§ SOURCE TEXT
# # # #

10 Things You (And Your Puppy) should learn in Puppy Preschool

The first few months of your puppy’s life are crucial in setting them up with key life skills to cope in our crazy world. Most owners’ frustrations with their pets comes from not setting them up from the outset to understand the human world and how they are expected to fit into it. Here are my top tips for working with puppies and choosing a puppy school.

Know your breed

Many new pet owners choose dogs based on size and appearance but don’t always understand the history of the breed and what they were bred for. This is critical to ensure you are meeting their needs daily. For example, Jack Russel Terriers, while small and often chosen for being apartment dogs, are a high energy working breed used on farms to control rat and mice population and work with livestock. Many behavioural problems often stem from these dogs needing these instinctual behaviour met for mental and physical enrichment.

Basic Needs

It is important to understand the basic needs of dogs include:

• Food and water

• Chewing and exploring opportunities!

• Raw diet is the best nutrition you can provide for your dog!

• Safety: If you tell your dog off for everything he does you don’t like, is he going to feel safe with you?

• Make sure that your dog gets enough sleep. Otherwise, it can lead to stress, irritability, impaired learning abilities.

• Freedom of movement

• Play: play with your dog as much as you can, use seeking games to provide your dog with mental stimulation.

• Social contact is significant for dogs; they are social animals!

• Exploring is a basic need of your dog; give him lots of possibilities on walks and through seeking games.

• Hunting is a natural behaviour and can be a huge urge in some dogs.

• Hunting is; searching, approaching prey, eating or starting over.

• Health will always affect behaviour. Make sure that your dog does not feel pain, nausea, itching, instability of joints, muscle weakness or soreness, hearing or vision loss is all often underestimated!

• Grooming

• Sense of control/choices

• Individual differences

• Allowing your dog to develop skills

Respect limits according to your dog's age

avoid provocation

No flooding, which means if you see that your dog is scared, remove him from the situation

Provide safety (distance)

provide learning opportunities!

# # # #

Items from a data source:
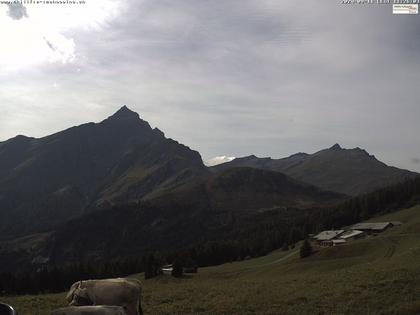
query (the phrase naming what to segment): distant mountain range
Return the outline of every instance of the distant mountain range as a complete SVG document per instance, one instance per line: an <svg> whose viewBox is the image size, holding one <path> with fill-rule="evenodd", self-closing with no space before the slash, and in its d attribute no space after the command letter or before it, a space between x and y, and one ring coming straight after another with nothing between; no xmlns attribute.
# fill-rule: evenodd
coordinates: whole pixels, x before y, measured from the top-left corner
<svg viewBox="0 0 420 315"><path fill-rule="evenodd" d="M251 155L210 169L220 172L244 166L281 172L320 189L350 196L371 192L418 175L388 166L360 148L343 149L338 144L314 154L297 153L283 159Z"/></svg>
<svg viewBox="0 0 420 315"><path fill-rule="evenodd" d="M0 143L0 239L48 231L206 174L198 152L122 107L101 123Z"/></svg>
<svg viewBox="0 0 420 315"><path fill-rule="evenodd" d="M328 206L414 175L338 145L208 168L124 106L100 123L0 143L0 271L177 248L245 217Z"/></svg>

# # # #

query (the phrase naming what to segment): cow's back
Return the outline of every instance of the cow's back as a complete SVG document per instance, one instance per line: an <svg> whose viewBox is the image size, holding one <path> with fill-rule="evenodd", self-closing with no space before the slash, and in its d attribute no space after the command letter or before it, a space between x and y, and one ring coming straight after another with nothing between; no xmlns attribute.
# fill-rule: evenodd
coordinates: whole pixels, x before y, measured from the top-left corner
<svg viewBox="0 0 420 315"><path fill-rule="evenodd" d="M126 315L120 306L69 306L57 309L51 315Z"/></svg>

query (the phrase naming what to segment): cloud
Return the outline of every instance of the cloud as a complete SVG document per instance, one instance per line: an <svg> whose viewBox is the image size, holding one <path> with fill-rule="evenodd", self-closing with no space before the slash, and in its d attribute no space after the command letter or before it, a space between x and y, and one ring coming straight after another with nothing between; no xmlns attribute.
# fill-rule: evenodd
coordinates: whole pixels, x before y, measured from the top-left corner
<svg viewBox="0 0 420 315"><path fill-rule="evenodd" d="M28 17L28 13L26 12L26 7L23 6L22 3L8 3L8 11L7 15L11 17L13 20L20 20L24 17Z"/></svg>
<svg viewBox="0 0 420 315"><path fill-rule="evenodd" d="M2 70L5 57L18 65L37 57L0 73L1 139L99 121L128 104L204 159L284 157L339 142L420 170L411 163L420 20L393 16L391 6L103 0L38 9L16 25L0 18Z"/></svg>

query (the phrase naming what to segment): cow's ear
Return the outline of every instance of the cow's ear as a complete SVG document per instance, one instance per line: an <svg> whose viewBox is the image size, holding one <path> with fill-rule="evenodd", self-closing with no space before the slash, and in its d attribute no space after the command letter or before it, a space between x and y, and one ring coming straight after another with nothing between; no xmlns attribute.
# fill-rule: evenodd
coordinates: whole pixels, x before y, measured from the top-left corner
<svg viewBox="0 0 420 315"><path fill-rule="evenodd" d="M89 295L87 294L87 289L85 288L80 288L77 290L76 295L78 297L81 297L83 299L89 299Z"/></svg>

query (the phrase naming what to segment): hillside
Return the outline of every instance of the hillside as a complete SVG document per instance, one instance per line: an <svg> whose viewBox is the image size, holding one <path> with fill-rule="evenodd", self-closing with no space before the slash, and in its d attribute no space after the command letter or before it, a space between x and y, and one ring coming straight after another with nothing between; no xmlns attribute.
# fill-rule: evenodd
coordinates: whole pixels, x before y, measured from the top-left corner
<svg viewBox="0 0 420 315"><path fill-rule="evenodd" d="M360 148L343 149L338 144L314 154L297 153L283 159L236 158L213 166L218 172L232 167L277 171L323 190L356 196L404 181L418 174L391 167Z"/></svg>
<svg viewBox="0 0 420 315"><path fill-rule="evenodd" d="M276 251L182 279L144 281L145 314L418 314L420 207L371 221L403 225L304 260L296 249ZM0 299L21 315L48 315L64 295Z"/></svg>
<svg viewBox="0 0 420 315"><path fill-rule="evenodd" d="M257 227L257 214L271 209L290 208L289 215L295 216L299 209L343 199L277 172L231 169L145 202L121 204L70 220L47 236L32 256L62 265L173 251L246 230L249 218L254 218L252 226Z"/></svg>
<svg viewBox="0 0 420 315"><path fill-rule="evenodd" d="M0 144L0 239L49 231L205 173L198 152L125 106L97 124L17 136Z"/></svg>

# # # #

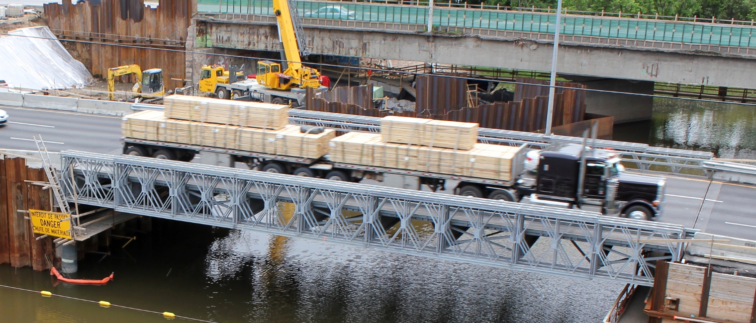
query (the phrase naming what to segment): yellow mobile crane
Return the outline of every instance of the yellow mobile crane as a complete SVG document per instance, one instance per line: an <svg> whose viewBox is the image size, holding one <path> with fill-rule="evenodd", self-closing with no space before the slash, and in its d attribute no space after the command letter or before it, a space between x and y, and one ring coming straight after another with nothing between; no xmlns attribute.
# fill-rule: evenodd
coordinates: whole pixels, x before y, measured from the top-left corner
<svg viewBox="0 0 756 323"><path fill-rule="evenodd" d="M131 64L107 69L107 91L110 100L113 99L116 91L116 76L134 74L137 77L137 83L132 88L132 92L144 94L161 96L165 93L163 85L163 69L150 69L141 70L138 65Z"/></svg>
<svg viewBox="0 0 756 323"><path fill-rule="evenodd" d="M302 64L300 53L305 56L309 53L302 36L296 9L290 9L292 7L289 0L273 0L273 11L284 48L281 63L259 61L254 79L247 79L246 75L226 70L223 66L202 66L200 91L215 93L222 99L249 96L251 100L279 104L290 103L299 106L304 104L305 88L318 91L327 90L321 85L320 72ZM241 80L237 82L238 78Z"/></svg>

# # # #

§ EXERCISE
Reproduce the puppy preschool text above in full, word for word.

§ THE OUTPUT
10 Things You (And Your Puppy) should learn in Puppy Preschool

The first few months of your puppy’s life are crucial in setting them up with key life skills to cope in our crazy world. Most owners’ frustrations with their pets comes from not setting them up from the outset to understand the human world and how they are expected to fit into it. Here are my top tips for working with puppies and choosing a puppy school.

Know your breed

Many new pet owners choose dogs based on size and appearance but don’t always understand the history of the breed and what they were bred for. This is critical to ensure you are meeting their needs daily. For example, Jack Russel Terriers, while small and often chosen for being apartment dogs, are a high energy working breed used on farms to control rat and mice population and work with livestock. Many behavioural problems often stem from these dogs needing these instinctual behaviour met for mental and physical enrichment.

Basic Needs

It is important to understand the basic needs of dogs include:

• Food and water

• Chewing and exploring opportunities!

• Raw diet is the best nutrition you can provide for your dog!

• Safety: If you tell your dog off for everything he does you don’t like, is he going to feel safe with you?

• Make sure that your dog gets enough sleep. Otherwise, it can lead to stress, irritability, impaired learning abilities.

• Freedom of movement

• Play: play with your dog as much as you can, use seeking games to provide your dog with mental stimulation.

• Social contact is significant for dogs; they are social animals!

• Exploring is a basic need of your dog; give him lots of possibilities on walks and through seeking games.

• Hunting is a natural behaviour and can be a huge urge in some dogs.

• Hunting is; searching, approaching prey, eating or starting over.

• Health will always affect behaviour. Make sure that your dog does not feel pain, nausea, itching, instability of joints, muscle weakness or soreness, hearing or vision loss is all often underestimated!

• Grooming

• Sense of control/choices

• Individual differences

• Allowing your dog to develop skills

Respect limits according to your dog's age

avoid provocation

No flooding, which means if you see that your dog is scared, remove him from the situation

Provide safety (distance)

provide learning opportunities!